- _Material shown_
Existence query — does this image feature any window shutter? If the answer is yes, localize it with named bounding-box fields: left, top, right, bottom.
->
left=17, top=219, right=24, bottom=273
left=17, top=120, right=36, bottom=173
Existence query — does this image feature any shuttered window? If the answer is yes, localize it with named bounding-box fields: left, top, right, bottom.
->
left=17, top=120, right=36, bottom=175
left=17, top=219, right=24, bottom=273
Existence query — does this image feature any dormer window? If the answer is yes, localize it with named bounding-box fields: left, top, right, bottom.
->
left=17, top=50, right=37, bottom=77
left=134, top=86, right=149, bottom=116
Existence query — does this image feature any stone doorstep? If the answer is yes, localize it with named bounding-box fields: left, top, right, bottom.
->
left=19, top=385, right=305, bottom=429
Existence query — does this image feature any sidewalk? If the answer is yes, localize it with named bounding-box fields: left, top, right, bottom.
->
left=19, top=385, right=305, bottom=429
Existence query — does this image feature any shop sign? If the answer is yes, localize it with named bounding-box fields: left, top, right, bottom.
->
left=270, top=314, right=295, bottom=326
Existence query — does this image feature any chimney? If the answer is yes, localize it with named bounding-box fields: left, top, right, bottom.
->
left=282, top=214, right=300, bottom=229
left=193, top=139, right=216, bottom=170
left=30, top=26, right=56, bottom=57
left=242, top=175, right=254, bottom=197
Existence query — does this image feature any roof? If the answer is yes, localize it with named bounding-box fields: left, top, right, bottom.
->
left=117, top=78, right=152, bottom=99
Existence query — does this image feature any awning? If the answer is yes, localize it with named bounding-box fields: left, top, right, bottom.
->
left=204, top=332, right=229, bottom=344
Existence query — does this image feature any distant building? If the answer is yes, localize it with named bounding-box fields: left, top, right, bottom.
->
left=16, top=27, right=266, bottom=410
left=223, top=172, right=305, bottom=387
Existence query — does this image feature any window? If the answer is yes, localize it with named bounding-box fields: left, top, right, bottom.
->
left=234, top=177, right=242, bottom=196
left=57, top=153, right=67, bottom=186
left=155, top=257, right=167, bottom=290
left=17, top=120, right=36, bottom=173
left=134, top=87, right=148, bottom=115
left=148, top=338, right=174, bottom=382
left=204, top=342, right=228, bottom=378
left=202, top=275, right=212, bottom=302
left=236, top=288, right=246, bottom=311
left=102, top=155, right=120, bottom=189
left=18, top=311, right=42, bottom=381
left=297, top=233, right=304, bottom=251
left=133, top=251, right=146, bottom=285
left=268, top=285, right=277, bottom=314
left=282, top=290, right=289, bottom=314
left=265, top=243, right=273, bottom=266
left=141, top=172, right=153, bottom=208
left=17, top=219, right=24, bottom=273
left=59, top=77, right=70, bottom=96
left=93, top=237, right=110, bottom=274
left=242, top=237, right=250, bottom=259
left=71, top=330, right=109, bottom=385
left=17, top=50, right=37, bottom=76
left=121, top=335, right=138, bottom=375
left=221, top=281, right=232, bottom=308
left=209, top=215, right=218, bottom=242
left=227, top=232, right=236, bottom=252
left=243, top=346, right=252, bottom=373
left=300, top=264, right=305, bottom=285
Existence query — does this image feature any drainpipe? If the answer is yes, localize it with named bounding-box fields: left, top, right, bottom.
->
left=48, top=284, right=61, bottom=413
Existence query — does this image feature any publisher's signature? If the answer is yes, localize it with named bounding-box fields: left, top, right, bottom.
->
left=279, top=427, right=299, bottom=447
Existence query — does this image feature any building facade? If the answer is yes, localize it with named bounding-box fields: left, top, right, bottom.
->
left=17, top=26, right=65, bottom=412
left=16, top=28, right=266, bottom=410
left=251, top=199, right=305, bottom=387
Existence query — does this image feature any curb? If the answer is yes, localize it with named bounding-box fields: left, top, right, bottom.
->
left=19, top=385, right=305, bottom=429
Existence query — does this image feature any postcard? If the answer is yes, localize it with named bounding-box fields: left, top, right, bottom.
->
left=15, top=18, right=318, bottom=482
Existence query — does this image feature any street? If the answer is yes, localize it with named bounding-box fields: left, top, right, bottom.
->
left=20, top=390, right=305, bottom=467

- _What the task asks_
Rescale the stretch of records from the line containing "Existence query — does this image feature any roof?" through the line containing "left=204, top=332, right=229, bottom=344", both ends included, and give only those lines again, requests included. Multiply every bounding-box coordinate in the answers by 2.1 and round to whole numbers, with halves rounded up.

- _Full output_
Existence query — does this image feature any roof? If the answer is yes, localize it with named bounding-box fields: left, top, right, bottom.
->
left=246, top=164, right=319, bottom=208
Existence query — does this image feature any awning? If the answer is yes, localize it with named bounding-box fields: left, top, right, bottom.
->
left=428, top=697, right=481, bottom=722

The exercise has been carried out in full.